What you will do: Extract each line of the items below that contains the word "concrete" and copy those lines verbatim, one per line.

--- BEGIN ---

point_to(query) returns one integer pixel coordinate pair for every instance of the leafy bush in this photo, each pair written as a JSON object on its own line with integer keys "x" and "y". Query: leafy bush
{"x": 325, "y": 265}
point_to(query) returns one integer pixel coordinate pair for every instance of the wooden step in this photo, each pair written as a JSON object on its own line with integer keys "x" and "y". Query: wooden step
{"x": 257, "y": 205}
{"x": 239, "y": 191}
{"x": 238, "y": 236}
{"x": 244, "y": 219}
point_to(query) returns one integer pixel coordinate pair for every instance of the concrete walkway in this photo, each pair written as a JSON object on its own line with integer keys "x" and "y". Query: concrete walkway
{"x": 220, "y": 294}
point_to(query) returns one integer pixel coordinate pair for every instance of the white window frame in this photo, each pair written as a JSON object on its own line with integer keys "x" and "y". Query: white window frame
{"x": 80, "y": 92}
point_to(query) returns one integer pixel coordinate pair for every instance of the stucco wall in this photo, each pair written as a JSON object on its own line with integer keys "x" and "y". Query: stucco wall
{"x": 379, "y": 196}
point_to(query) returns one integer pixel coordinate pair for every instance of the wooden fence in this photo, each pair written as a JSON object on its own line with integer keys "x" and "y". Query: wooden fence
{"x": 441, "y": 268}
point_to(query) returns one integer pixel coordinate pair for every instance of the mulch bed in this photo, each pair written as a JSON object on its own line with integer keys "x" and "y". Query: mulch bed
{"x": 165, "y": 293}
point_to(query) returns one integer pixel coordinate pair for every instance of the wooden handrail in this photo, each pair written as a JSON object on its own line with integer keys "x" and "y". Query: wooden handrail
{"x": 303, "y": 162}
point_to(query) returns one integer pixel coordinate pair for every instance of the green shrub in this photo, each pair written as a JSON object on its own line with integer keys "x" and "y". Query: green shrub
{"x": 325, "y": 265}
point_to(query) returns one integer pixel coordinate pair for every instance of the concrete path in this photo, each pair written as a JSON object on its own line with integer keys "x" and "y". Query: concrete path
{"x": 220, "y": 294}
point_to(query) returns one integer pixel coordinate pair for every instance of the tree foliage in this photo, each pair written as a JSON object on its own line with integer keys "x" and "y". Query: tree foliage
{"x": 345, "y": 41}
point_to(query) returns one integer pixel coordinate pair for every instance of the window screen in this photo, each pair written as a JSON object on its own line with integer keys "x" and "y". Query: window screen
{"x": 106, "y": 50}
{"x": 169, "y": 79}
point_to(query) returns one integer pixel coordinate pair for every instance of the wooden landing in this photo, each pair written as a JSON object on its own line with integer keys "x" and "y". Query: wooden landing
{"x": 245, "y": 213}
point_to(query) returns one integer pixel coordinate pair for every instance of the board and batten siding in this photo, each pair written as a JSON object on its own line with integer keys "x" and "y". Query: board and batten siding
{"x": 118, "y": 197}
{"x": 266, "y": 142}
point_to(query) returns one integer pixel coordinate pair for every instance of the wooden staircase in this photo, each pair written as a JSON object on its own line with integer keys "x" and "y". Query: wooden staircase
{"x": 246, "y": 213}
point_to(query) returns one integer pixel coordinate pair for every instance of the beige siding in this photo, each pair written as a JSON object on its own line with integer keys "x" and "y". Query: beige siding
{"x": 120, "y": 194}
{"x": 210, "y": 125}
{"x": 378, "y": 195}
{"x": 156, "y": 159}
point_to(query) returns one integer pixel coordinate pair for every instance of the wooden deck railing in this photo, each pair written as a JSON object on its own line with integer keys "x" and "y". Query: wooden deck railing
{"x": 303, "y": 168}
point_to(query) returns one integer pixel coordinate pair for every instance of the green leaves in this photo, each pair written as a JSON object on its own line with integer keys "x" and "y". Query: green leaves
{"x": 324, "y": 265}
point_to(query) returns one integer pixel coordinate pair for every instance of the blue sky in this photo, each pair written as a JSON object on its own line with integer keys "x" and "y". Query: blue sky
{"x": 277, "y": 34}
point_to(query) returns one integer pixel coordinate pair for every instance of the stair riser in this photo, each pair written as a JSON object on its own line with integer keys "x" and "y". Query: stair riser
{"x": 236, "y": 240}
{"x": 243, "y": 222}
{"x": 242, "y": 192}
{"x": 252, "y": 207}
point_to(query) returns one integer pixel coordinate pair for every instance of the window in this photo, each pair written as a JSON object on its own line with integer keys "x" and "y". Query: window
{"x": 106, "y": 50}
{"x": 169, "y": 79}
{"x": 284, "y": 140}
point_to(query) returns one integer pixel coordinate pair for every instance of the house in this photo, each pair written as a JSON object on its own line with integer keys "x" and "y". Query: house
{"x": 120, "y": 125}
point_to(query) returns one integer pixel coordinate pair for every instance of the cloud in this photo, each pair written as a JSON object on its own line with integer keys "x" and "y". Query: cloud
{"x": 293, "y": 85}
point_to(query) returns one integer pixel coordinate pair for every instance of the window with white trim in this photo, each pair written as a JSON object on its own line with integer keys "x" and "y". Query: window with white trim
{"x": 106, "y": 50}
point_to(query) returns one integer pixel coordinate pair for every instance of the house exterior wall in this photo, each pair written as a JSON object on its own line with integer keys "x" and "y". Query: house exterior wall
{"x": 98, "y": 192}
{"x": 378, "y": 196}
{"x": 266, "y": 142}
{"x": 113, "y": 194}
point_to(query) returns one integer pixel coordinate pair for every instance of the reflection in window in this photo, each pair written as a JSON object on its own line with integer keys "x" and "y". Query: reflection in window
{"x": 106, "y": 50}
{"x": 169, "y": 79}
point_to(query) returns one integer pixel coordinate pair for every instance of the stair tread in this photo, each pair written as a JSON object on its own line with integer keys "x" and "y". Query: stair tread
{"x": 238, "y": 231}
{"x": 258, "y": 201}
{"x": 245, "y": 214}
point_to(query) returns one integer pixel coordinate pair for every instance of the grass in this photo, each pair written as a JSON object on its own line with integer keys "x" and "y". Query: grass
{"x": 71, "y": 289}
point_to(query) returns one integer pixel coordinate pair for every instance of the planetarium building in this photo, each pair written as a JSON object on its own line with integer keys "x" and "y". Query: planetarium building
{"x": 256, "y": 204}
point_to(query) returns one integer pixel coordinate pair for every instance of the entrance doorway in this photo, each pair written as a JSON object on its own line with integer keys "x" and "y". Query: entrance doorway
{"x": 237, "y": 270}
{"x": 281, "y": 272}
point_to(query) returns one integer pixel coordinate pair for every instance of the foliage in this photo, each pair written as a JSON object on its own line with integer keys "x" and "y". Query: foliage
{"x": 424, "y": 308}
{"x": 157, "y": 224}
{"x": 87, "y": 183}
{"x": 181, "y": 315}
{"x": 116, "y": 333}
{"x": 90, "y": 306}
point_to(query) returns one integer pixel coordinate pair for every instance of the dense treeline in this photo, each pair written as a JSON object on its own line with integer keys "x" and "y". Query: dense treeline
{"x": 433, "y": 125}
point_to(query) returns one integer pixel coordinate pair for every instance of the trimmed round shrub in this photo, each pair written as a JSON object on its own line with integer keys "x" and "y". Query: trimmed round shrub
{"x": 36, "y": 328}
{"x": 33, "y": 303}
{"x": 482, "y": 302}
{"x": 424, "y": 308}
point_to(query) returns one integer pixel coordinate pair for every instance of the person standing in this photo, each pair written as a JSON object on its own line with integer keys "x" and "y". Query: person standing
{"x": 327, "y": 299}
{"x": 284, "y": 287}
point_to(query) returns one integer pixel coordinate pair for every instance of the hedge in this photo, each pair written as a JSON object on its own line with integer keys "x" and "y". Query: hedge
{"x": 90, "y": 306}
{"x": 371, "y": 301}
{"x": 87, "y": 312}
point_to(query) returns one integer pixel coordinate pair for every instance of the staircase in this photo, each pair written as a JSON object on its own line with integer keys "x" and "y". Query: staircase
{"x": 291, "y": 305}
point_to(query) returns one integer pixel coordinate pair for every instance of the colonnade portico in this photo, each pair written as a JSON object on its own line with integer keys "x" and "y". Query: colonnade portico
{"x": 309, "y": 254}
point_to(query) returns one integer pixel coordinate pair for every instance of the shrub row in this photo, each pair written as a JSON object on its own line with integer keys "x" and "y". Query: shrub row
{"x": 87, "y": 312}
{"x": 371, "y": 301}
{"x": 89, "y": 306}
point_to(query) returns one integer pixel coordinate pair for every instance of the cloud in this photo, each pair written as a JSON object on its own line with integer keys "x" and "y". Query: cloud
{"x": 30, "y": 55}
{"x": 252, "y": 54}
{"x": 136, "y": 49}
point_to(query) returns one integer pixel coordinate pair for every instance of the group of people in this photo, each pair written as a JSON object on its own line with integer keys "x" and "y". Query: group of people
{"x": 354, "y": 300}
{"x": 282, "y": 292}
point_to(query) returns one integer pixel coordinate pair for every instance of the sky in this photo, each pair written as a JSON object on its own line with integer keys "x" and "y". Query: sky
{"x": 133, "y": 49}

--- END ---
--- BEGIN ---

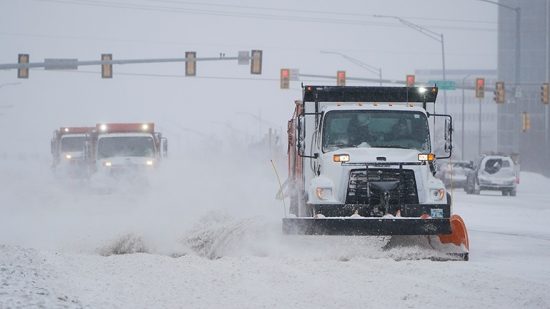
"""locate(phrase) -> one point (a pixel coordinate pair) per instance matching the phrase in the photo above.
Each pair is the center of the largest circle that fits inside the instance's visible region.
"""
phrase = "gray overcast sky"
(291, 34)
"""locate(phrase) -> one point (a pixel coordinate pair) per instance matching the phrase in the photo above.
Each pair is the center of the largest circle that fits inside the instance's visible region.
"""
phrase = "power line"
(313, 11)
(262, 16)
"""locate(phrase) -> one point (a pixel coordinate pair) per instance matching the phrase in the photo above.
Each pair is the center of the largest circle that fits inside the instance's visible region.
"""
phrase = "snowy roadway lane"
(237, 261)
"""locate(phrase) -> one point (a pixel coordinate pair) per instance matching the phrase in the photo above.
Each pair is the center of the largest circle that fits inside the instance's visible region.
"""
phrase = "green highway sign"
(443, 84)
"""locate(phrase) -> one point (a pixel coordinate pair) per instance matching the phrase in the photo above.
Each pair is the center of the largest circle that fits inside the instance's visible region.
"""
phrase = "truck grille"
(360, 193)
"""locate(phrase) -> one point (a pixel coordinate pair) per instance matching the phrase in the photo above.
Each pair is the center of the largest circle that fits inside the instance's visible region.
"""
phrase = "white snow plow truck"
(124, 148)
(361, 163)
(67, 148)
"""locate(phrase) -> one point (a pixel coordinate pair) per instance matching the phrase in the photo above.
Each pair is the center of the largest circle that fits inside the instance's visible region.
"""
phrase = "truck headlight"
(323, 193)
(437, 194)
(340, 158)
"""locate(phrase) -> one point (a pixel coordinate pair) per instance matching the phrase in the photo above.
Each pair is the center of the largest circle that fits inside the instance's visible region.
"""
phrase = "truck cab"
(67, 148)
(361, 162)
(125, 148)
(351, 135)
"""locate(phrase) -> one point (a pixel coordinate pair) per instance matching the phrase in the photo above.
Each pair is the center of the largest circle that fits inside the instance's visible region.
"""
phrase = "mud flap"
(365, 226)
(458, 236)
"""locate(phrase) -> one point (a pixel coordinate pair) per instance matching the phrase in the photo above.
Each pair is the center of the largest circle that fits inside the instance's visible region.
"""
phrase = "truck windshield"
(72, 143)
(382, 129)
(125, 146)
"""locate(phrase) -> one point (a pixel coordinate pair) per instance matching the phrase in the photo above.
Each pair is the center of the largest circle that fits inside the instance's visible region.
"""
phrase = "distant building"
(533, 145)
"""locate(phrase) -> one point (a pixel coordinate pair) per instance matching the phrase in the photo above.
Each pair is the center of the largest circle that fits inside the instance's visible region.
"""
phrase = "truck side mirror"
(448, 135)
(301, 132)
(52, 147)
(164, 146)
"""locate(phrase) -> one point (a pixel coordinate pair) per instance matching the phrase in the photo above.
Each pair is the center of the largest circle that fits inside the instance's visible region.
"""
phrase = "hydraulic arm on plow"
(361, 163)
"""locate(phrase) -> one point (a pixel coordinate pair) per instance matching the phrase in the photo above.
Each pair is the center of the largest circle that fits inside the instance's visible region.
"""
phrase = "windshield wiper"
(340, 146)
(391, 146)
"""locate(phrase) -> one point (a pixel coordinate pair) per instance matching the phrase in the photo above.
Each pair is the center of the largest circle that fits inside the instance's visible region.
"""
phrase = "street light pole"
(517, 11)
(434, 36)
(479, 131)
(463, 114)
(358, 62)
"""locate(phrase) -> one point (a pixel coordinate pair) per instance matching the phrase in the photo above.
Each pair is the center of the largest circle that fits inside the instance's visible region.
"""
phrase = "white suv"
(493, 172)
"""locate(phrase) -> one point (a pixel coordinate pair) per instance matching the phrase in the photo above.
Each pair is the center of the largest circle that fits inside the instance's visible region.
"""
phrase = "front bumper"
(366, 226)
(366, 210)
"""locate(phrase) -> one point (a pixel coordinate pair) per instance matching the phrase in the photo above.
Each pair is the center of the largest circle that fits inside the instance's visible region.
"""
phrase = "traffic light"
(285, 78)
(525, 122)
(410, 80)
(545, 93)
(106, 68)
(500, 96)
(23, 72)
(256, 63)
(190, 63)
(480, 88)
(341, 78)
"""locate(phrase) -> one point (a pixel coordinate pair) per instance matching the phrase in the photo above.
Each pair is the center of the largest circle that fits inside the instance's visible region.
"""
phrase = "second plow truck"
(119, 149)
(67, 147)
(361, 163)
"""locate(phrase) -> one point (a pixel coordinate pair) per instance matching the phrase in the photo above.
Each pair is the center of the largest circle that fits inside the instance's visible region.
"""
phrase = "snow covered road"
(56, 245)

--- END ---

Written response:
point_to(query) returns one integer pixel coordinate pair for every instance of the concrete walkway in this photo, each pair written as a JSON object on its own line with integer keys "x" and "y". Query: concrete walkway
point_to(query) returns one integer pixel coordinate pair for every instance of the concrete path in this photo, each pair written as a JSON object on its own line with integer keys "x" and "y". Query: concrete path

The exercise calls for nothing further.